__What you need to do__:
If an entry below holds a picture, skip the picture and copy everything else exactly.

__Data section__:
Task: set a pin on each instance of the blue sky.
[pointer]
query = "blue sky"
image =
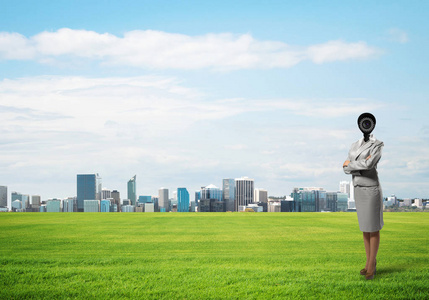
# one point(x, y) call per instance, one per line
point(185, 93)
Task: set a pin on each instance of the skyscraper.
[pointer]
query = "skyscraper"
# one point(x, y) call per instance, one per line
point(345, 187)
point(182, 200)
point(106, 194)
point(229, 193)
point(88, 188)
point(25, 199)
point(261, 195)
point(163, 200)
point(243, 192)
point(117, 199)
point(131, 188)
point(35, 200)
point(211, 199)
point(3, 196)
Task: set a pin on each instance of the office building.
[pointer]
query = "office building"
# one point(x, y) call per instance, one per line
point(228, 187)
point(70, 204)
point(35, 200)
point(127, 208)
point(391, 201)
point(304, 199)
point(88, 188)
point(243, 192)
point(345, 188)
point(24, 199)
point(145, 199)
point(91, 205)
point(182, 200)
point(17, 206)
point(116, 199)
point(211, 199)
point(149, 207)
point(105, 205)
point(155, 203)
point(106, 194)
point(274, 206)
point(261, 195)
point(53, 205)
point(3, 196)
point(342, 202)
point(163, 200)
point(331, 201)
point(131, 189)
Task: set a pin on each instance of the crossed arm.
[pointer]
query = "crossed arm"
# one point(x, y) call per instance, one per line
point(363, 164)
point(346, 163)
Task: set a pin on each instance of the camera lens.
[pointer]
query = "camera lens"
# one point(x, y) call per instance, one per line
point(366, 124)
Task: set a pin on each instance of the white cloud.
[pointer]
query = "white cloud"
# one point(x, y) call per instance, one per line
point(398, 35)
point(339, 50)
point(163, 50)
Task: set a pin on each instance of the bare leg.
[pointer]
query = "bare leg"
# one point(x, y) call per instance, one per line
point(366, 241)
point(374, 244)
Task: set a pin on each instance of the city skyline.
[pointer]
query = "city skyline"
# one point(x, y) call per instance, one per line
point(190, 90)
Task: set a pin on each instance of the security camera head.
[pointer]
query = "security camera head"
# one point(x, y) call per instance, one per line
point(366, 123)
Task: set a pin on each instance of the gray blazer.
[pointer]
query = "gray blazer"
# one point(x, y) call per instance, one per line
point(364, 171)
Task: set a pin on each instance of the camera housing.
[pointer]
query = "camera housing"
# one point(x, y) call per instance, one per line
point(366, 123)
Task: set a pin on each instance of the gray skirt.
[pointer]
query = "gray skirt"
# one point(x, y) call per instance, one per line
point(369, 207)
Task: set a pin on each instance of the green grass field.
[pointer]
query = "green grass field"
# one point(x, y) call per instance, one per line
point(208, 256)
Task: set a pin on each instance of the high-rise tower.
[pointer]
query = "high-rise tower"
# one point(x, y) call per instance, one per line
point(243, 192)
point(229, 194)
point(3, 196)
point(163, 200)
point(131, 187)
point(88, 188)
point(182, 200)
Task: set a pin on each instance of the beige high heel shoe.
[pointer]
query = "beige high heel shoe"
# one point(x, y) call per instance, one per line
point(370, 276)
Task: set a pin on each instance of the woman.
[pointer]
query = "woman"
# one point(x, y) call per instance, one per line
point(362, 164)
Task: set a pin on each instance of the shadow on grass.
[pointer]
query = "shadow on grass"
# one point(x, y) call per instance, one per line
point(389, 270)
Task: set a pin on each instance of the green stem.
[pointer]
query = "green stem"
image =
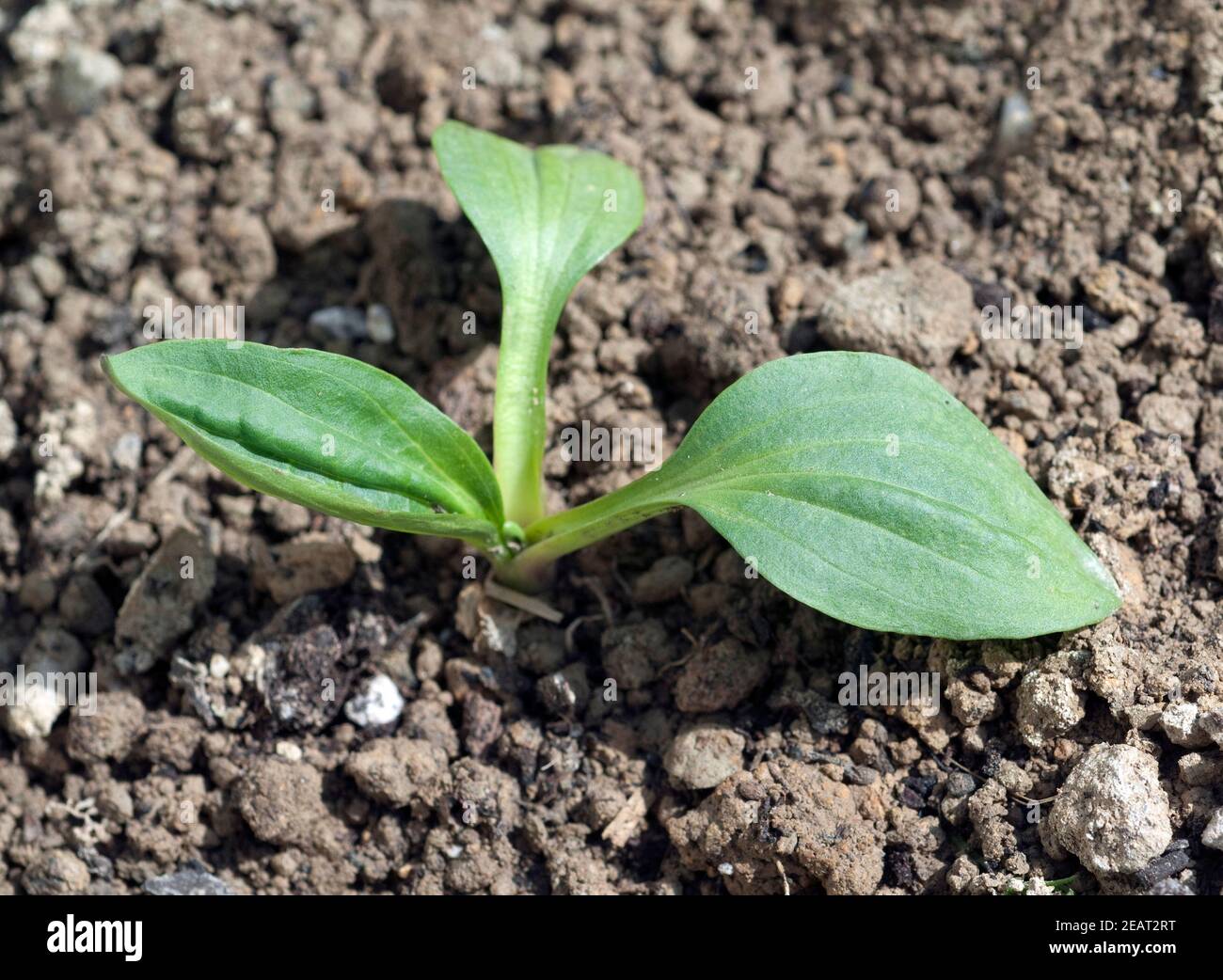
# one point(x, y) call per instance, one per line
point(518, 412)
point(557, 535)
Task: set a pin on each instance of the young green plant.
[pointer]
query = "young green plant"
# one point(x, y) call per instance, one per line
point(851, 482)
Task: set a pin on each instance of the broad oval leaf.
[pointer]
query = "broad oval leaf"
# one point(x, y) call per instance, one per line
point(318, 429)
point(860, 486)
point(547, 215)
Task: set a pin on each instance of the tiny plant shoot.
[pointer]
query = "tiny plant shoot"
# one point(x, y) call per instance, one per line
point(851, 482)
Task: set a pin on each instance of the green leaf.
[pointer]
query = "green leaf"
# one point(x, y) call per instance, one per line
point(319, 429)
point(547, 216)
point(860, 486)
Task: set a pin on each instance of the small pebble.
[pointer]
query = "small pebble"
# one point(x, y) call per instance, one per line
point(377, 703)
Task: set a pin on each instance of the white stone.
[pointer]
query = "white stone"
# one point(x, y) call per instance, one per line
point(377, 702)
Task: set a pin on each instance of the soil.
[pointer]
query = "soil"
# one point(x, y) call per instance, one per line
point(321, 707)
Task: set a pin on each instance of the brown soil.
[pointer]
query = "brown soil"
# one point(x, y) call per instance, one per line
point(240, 746)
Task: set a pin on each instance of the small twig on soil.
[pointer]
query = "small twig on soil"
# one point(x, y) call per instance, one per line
point(120, 517)
point(786, 881)
point(1013, 795)
point(525, 603)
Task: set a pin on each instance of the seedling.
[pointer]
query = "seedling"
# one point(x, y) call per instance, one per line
point(851, 482)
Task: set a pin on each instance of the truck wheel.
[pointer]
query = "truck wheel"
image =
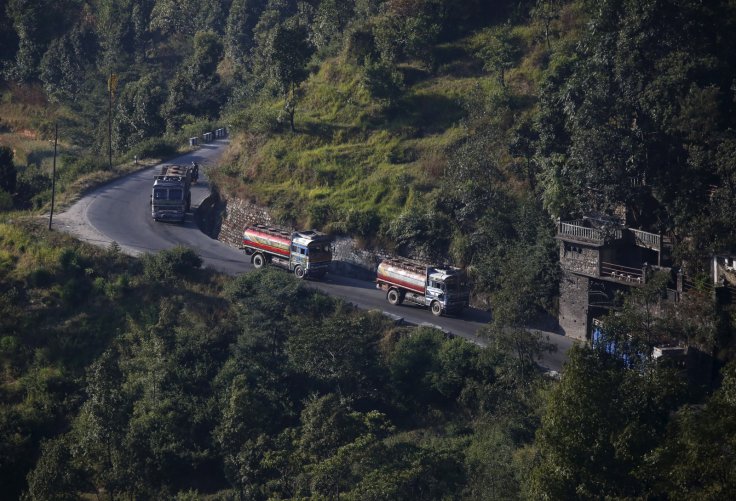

__Solution to this task__:
Task: set a pin on each instance of the blue sky.
[pointer]
query = "blue sky"
image =
# one point(x, y) call per instance, one per line
point(185, 93)
Task: set a pin on each instance of the skyscraper.
[pointer]
query = "skyscraper"
# one point(x, y) call per instance, one per line
point(345, 187)
point(182, 200)
point(106, 194)
point(229, 193)
point(88, 188)
point(25, 199)
point(261, 195)
point(163, 200)
point(243, 192)
point(117, 199)
point(131, 188)
point(35, 200)
point(211, 199)
point(3, 196)
Task: set a pin on each instance of the office building.
[pointer]
query = "office building"
# one point(x, y) call per instance, one per line
point(228, 187)
point(70, 204)
point(35, 200)
point(127, 208)
point(391, 201)
point(304, 199)
point(88, 188)
point(243, 192)
point(345, 188)
point(24, 199)
point(145, 199)
point(91, 205)
point(182, 200)
point(17, 206)
point(116, 199)
point(211, 199)
point(149, 207)
point(105, 205)
point(155, 203)
point(106, 194)
point(274, 206)
point(261, 195)
point(53, 205)
point(3, 196)
point(342, 202)
point(163, 200)
point(331, 201)
point(131, 189)
Task: set a pin on each instance of the crossed arm.
[pointer]
query = "crossed arm"
# one point(x, y) call per instance, one per line
point(363, 164)
point(346, 163)
Task: set a pin on each instance of the camera lens.
[pointer]
query = "camera lens"
# one point(x, y) call per instance, one per line
point(366, 124)
Task: set a pin on each instance of the white cloud.
[pointer]
query = "white cloud"
# one point(x, y) call per instance, one per line
point(398, 35)
point(339, 50)
point(163, 50)
Task: set a pin on each instance of the bare leg.
[pointer]
query = "bare leg"
# one point(x, y) call per instance, one per line
point(366, 241)
point(374, 244)
Task: set a pin on each instance of the city skyline.
[pointer]
query = "city skyline"
# one point(x, y) call per instance, one per line
point(190, 90)
Task: set a pin on each instance of the security camera head.
[pointer]
query = "security camera head"
# one point(x, y) call per instance, one per line
point(366, 123)
Task: set a pin on each instance of the gray blazer.
[pointer]
query = "gray blazer"
# one point(x, y) call per instance, one per line
point(364, 171)
Task: set a pin on each instance of the camera housing.
[pointer]
query = "camera housing"
# one point(x, y) call per instance, one per line
point(366, 123)
Task: set a pin on each instance of the gray skirt.
[pointer]
query = "gray skirt"
# one point(x, y) call per instance, one per line
point(369, 207)
Task: set a pin on each instance of the green grass field.
[pointer]
query = "green grass field"
# one point(x, y) call per instance, one per line
point(208, 256)
Task: set a pin on each instance of the high-rise tower.
[pointer]
query = "high-rise tower"
# one point(x, y) call per instance, one per line
point(243, 192)
point(229, 194)
point(3, 196)
point(163, 200)
point(131, 187)
point(88, 188)
point(182, 200)
Task: set a pin on each instance of the beige high heel shoe.
[pointer]
query = "beige high heel shoe"
# one point(x, y) call per instance, one per line
point(370, 276)
Task: set a pin on each instance of the woman.
[pointer]
query = "woman"
# one point(x, y) call per instance, one per line
point(362, 164)
Task: set a pin on each instance of the shadow on grass.
[pointer]
query = "shadow on grass"
# one point(x, y) call per instance, one per line
point(389, 270)
Task: set a pin on each instance of the green stem.
[pointer]
query = "green stem"
image =
# one point(x, y) call per instance, one per line
point(518, 412)
point(557, 535)
Task: set a pin on each instance of the young green plant.
[pointer]
query = "young green plant"
# one point(x, y) call per instance, one per line
point(851, 482)
Task: set a pin on each instance of the broad oval leaf.
[pointer]
query = "broad oval leaf"
# one point(x, y) call per instance, one per line
point(318, 429)
point(860, 486)
point(547, 215)
Task: set a pin on each instance of the tiny plant shoot.
[pointer]
query = "tiny plant shoot"
# one point(x, y) call per instance, one per line
point(851, 482)
Task: set a pin on each instance of the green leaf.
[pointer]
query = "green leaf"
# one point(x, y) call per instance, one per line
point(319, 429)
point(547, 216)
point(860, 486)
Task: set a pin on each instance of the small pebble.
[pointer]
query = "small pebble"
# one point(x, y) call per instance, one per line
point(377, 703)
Task: set a pin on each instance of the white stone.
[pointer]
query = "white stone"
# one point(x, y) call per instance, one per line
point(377, 702)
Task: set a pin on each instance of the soil.
[pointer]
query = "soil"
# one point(x, y) call per instance, one per line
point(321, 707)
Task: set a pin on each instance of the brown soil.
[pointer]
query = "brown soil"
# one point(x, y) call per instance, one per line
point(240, 746)
Task: set a pin on each instance of the small twig on soil.
[pointer]
query = "small twig on soil"
# one point(x, y) call per instance, one per line
point(120, 517)
point(786, 881)
point(1013, 795)
point(525, 603)
Task: set a pin on each instance of the seedling.
[pointer]
query = "seedling"
# one point(x, y) call per instance, one per line
point(851, 482)
Task: set a pin on each instance of the truck wheel.
[pointer]
query = "truck wheel"
image =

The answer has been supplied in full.